→ Directive: Starting with the line that contains "[pin] industrial building", reproduce each line through the end of the entries exactly as written.

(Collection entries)
┌──

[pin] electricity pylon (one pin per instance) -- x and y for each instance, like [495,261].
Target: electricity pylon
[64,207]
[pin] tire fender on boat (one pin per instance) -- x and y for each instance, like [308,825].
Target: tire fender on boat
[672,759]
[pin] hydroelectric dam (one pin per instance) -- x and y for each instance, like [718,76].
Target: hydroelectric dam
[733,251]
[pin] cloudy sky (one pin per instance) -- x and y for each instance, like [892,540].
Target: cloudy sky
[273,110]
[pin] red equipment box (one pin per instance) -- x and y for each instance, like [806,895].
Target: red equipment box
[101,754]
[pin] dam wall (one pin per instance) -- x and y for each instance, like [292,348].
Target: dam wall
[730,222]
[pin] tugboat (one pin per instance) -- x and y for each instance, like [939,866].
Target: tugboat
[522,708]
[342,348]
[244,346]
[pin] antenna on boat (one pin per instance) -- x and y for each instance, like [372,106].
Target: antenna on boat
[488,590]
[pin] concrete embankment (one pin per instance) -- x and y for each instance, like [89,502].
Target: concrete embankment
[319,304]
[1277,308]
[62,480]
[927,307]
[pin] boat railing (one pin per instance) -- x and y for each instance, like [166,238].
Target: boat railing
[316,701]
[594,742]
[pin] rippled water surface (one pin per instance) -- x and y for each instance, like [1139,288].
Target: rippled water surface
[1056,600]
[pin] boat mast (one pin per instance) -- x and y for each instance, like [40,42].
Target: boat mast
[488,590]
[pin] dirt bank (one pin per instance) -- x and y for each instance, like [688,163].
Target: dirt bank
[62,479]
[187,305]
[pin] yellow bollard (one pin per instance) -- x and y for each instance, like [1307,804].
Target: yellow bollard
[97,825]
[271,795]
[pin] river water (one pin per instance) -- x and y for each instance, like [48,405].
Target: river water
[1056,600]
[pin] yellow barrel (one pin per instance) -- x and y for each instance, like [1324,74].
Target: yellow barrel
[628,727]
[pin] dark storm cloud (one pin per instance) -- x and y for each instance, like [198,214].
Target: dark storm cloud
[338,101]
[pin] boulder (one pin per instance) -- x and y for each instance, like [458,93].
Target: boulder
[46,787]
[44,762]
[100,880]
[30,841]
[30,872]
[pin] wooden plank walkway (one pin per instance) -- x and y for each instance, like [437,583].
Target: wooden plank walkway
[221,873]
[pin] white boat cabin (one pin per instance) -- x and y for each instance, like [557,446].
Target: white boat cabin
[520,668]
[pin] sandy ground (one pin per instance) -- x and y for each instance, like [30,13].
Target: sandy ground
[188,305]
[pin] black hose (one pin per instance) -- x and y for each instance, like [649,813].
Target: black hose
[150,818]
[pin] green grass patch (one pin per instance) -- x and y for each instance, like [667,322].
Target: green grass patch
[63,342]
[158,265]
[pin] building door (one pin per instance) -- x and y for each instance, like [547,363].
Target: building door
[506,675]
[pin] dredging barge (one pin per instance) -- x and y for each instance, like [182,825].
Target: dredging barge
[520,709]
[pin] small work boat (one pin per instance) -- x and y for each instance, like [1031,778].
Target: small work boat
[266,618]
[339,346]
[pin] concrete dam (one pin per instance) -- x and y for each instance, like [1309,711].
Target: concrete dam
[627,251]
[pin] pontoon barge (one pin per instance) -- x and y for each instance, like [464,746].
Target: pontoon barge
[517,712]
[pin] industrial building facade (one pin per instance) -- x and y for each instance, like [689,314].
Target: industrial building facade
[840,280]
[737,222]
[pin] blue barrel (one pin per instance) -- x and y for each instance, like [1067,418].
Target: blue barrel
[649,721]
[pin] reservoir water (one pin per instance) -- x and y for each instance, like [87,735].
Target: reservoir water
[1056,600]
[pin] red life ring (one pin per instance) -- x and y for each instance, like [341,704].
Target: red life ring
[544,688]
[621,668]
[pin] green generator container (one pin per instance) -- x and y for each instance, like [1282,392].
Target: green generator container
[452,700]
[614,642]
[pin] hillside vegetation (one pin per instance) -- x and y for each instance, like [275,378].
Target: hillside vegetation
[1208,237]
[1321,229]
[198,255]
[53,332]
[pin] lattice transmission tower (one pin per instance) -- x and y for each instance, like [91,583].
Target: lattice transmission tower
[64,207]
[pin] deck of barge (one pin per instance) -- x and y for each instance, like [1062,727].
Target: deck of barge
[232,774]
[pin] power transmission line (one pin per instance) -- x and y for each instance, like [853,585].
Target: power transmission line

└──

→ Correct result:
[pin] industrial building facade (one pin per instance) -- x and y for each instance, like [689,314].
Target: industrial building facade
[840,280]
[737,222]
[pin] blue barrel (one pin per instance) -- x and y for each instance, like [1067,418].
Target: blue barrel
[649,721]
[pin] reservoir water (one pin per instance) -- x and y for each instance, like [87,735].
Target: reservoir water
[1056,600]
[pin] red life ring (one pin per instance) -- x and y for each instance, like [341,704].
Target: red life ring
[544,688]
[621,668]
[pin] green generator container (one pin per instance) -- x and y for each instance, like [1282,392].
Target: green generator container
[452,700]
[614,642]
[pin] hillside vegetation (one pin per instance) -- x and y for each instance, like [275,378].
Target: hillside vegetation
[1208,237]
[1321,229]
[198,255]
[53,332]
[pin] lattice transmission tower (one pin per instance) -- x and y for each instance, like [91,583].
Target: lattice transmission tower
[64,207]
[pin] deck of barge (one pin per instance) -- x and y for each instance, like [1062,727].
Target: deck of barge
[232,774]
[pin] power transmission line (one pin per instance) -- x and y for each instance, like [853,585].
Target: power transmission line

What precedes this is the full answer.